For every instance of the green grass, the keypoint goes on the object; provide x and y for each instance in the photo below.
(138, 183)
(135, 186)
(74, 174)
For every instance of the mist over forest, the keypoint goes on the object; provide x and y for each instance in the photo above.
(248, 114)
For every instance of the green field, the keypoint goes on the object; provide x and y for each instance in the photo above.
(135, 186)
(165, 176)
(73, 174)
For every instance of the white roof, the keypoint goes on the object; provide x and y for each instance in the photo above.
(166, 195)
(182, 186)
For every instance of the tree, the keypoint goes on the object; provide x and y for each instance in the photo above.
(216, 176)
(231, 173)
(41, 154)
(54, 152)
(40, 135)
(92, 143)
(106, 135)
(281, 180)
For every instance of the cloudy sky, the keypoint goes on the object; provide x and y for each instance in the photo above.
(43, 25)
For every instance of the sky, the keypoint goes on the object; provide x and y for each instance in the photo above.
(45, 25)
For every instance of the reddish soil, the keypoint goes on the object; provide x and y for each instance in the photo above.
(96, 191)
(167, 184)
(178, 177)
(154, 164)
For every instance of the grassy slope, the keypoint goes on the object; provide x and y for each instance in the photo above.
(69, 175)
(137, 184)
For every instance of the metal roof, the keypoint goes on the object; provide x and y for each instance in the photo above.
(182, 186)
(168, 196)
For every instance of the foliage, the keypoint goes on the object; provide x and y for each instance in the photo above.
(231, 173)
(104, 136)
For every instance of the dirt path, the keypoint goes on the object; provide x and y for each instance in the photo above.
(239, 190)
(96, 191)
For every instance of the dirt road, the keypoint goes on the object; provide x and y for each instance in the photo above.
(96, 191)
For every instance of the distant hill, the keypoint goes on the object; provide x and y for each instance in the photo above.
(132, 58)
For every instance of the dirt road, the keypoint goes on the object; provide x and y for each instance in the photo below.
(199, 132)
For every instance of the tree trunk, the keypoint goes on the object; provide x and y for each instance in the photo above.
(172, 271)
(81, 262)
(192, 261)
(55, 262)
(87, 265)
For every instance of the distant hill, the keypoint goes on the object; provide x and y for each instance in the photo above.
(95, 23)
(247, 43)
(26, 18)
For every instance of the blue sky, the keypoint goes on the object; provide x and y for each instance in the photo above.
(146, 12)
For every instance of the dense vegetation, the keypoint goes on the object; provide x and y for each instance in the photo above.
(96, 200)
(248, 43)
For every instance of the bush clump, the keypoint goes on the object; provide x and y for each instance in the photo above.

What this task involves: The material must be reproduced word for word.

Exercise result:
For every instance of the green grass, the keypoint goes on the object; provide x and y for each instance in the photo below.
(138, 183)
(135, 186)
(74, 174)
For every instance of the mist over forest, the keypoint goes on the object; provide x and y for each instance in the photo above.
(248, 114)
For every instance of the green field, the keypoint goes on the object; provide x and y for each instance in the photo above.
(135, 186)
(165, 176)
(73, 174)
For every instance of the white roof, the keypoint goes on the object; provide x and y for each instance in the photo above.
(166, 195)
(182, 186)
For every instance of the tree, the keypoint goes on the object; provide x and y for each instance in the photo above.
(216, 176)
(231, 173)
(41, 154)
(54, 152)
(40, 135)
(92, 143)
(106, 135)
(281, 180)
For every instance of the cloudy sky, the keypoint goes on the object; provide x and y for each instance in the photo above.
(43, 25)
For every instance of the sky, the keypoint goes on the object; provide x and y for each instance in the photo above.
(45, 25)
For every instance of the reddish soil, the keypoint goes on the object; provide x and y for each instance in the photo above.
(96, 191)
(167, 184)
(178, 177)
(154, 164)
For every instance of the grassy slope, the keypoint goes on the object; provide x and y for each instance in the photo above.
(69, 175)
(137, 184)
For every instance of the metal roof, the keypoint goes on the object; provide x and y for each instance in the photo above.
(182, 186)
(168, 196)
For every instance of the foliage, the keypoint goes on the object; provide x and y for each instance in the photo above.
(231, 173)
(104, 136)
For every instance of the dirt path, the keypoint goes on the object; provide x and y for each instance in the photo above.
(239, 190)
(96, 191)
For every instance of the dirt road, the keypoint goes on the object; provide x and y for each instance in the photo above.
(96, 191)
For every instance of the distant hill, the keypoint goes on the object; provide x and y for each instance in the photo above.
(132, 58)
For every instance of the dirt road, the keypoint goes on the object; provide x and y for each instance in the photo below.
(199, 132)
For every instance of the tree trunk, the keypoint goes on the object; provide x and y for each instance in the photo above.
(172, 271)
(81, 262)
(192, 261)
(55, 262)
(87, 265)
For every instance of the distant hill, the keypoint goes on the object; provide x and y for each instance in the photo above.
(95, 23)
(247, 43)
(26, 18)
For every instance of the blue sky, the keypoint goes on the object; provide x and y for each instance in the photo above.
(146, 12)
For every instance of the dense vegetation, the keypoint goes on the object; provide x and y for each instance in the photo above.
(96, 200)
(248, 43)
For every instance of the bush clump, the keypoint goes on the object; provide x and y for each instance in the photo above.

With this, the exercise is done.